┏━━

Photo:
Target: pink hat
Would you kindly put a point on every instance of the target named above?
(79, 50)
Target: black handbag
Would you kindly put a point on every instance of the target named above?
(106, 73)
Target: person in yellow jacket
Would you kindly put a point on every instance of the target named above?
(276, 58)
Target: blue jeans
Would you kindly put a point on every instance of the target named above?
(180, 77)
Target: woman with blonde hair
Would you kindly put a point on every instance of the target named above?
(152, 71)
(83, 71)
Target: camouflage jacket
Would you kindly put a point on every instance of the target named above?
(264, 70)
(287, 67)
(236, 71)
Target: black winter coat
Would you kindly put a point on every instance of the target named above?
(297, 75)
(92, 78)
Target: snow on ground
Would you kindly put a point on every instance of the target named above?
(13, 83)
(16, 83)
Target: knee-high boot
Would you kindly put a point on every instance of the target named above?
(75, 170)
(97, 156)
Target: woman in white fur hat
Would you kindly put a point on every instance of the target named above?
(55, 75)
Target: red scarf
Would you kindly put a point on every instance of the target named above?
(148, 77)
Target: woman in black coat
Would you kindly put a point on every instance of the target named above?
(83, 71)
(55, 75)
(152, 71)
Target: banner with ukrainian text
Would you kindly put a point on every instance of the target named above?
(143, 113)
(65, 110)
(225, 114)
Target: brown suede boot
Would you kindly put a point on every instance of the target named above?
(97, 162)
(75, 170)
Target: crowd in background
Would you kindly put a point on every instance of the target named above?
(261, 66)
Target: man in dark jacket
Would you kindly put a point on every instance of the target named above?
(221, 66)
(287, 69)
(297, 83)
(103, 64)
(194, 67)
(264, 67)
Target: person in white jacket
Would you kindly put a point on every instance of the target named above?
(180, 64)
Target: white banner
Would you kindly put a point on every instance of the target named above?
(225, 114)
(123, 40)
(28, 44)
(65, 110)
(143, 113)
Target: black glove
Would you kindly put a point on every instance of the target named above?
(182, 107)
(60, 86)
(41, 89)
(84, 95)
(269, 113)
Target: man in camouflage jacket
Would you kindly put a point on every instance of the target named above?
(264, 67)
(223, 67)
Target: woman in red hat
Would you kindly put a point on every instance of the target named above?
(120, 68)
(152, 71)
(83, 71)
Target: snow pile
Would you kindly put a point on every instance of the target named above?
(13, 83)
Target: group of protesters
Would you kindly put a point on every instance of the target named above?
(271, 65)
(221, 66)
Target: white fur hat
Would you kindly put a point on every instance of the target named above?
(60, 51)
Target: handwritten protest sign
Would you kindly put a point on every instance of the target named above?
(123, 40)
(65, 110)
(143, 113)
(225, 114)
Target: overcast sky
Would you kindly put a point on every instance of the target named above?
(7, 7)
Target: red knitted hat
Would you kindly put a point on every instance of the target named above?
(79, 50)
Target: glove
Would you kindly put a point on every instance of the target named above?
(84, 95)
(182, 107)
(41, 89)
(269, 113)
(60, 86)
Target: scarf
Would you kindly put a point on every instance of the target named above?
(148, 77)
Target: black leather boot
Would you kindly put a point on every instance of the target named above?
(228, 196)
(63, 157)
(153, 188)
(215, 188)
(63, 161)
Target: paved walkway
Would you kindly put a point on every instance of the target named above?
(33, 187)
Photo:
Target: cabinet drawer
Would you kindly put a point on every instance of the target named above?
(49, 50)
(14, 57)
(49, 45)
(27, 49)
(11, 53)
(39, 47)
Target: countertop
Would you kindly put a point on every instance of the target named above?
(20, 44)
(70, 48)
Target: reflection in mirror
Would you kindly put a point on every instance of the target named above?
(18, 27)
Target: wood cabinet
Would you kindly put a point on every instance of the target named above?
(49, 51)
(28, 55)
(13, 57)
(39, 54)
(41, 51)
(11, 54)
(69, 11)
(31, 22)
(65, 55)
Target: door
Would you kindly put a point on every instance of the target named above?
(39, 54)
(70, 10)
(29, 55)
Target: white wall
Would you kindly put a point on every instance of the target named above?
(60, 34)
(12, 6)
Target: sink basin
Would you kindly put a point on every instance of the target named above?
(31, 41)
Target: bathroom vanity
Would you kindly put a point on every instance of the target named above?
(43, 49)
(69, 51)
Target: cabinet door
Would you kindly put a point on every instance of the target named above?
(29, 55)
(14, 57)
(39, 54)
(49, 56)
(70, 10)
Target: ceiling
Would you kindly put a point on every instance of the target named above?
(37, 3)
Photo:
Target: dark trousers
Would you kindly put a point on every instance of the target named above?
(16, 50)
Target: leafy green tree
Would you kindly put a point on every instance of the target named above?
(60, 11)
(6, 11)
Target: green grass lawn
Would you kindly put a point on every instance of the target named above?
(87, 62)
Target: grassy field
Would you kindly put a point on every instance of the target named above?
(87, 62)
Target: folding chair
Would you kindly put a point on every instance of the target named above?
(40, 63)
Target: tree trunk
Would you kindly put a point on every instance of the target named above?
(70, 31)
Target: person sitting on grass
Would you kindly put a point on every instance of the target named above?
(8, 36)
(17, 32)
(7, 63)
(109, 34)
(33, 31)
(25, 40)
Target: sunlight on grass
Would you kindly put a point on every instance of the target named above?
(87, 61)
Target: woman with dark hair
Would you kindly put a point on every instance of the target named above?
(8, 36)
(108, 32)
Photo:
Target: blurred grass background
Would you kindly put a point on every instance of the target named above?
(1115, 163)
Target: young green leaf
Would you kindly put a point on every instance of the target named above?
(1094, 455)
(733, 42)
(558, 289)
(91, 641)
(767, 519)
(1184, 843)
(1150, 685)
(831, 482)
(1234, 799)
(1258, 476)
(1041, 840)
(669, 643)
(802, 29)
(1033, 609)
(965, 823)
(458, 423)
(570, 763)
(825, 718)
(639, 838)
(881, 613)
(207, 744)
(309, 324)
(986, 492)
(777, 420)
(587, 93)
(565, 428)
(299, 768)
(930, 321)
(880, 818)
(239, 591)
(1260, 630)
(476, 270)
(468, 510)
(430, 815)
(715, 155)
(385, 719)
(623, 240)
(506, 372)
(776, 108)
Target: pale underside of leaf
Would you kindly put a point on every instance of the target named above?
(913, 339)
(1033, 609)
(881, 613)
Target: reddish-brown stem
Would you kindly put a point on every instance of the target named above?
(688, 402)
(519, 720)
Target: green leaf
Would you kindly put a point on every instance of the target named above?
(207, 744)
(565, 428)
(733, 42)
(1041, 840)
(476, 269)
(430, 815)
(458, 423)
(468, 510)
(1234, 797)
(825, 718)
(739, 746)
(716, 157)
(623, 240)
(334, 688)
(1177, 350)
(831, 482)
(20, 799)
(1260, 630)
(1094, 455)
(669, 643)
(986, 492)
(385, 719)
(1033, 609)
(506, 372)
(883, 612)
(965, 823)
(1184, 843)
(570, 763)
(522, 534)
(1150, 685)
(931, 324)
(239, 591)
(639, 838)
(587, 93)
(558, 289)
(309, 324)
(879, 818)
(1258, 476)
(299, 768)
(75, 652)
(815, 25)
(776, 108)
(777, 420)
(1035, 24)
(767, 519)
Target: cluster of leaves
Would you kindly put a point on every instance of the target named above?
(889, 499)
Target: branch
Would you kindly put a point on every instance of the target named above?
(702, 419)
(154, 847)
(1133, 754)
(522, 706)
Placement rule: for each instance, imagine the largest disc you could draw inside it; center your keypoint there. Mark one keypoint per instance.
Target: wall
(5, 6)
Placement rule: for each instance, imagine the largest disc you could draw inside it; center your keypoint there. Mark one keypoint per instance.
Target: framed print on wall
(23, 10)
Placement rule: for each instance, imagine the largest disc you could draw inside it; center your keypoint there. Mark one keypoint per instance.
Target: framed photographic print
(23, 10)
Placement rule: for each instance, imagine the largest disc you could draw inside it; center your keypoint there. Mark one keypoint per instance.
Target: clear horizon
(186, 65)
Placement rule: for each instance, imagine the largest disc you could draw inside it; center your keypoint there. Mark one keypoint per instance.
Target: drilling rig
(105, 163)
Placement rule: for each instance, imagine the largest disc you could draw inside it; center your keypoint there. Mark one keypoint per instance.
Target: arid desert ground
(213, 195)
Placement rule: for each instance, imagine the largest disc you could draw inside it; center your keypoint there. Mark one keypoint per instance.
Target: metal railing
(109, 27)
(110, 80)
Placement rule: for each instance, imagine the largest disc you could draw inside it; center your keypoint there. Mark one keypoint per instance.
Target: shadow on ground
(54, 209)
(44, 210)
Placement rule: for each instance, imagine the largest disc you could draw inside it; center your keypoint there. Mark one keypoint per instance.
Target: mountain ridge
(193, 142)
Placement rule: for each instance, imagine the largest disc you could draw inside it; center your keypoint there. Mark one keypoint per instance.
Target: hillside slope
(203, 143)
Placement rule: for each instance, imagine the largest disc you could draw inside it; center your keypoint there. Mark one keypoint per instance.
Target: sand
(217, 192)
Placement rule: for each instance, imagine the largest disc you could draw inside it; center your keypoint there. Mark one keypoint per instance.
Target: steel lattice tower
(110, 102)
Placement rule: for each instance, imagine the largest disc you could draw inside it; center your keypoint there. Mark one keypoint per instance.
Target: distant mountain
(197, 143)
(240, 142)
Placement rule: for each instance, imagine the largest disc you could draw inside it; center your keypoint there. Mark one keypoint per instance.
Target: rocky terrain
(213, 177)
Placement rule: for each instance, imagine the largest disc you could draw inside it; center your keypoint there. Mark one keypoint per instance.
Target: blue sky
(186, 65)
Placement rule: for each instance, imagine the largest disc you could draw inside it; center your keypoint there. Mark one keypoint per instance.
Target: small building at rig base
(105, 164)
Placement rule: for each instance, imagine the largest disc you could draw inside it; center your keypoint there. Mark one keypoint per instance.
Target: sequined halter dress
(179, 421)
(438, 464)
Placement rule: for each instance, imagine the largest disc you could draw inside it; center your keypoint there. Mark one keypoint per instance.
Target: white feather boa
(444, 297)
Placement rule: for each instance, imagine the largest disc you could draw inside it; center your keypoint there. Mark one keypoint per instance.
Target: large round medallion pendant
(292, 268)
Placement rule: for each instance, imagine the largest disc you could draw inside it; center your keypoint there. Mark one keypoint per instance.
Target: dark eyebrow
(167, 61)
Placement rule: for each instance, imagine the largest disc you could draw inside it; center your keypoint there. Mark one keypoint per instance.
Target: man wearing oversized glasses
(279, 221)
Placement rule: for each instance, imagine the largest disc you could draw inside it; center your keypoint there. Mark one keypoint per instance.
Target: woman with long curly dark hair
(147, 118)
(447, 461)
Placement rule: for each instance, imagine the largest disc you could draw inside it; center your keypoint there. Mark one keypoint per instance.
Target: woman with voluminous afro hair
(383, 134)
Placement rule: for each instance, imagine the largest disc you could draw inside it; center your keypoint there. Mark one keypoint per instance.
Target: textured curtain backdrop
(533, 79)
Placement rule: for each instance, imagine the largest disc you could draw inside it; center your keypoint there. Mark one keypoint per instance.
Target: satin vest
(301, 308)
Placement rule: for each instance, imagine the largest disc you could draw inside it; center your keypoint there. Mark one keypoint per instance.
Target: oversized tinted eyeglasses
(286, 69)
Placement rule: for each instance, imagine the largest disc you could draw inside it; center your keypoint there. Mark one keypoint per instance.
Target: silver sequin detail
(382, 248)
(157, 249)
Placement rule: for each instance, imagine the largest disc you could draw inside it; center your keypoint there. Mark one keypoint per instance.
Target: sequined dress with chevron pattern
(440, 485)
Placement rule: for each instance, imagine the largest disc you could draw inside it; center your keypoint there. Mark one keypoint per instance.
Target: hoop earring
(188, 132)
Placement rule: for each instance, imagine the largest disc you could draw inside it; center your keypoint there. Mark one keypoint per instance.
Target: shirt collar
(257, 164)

┗━━

§ **Objective**
Extract the lines of the data above, from the line with "Target: ceiling" to the line with "(1115, 163)", including both, and reproduce them verbatim.

§ **Answer to this exercise**
Target: ceiling
Would you kindly put a point on every instance of the target named above?
(37, 3)
Photo:
Target: dark trousers
Would you kindly put a point on every instance of the target named above?
(16, 50)
Target: leafy green tree
Would you kindly put a point on every instance of the target named above?
(60, 11)
(6, 11)
Target: green grass lawn
Would you kindly put a point on every instance of the target named above?
(87, 62)
Target: grassy field
Would you kindly put a point on every instance of the target named above?
(87, 62)
Target: folding chair
Would you kindly put a point on every instance of the target named above?
(40, 63)
Target: tree trunk
Would you kindly put a point on every instance of the target named above?
(70, 31)
Target: person sitting on grass
Would you kindly put a point on every instance of the target named above?
(8, 36)
(17, 32)
(7, 63)
(109, 34)
(33, 31)
(25, 40)
Target: sunlight on grass
Would you kindly put a point on every instance of the target named above?
(87, 61)
Target: woman with dark hair
Would you kindly put a point on every instance of the target named above?
(8, 36)
(108, 32)
Photo:
Target: blurred grass background
Would you kindly put a point on every instance of the target named above?
(1115, 163)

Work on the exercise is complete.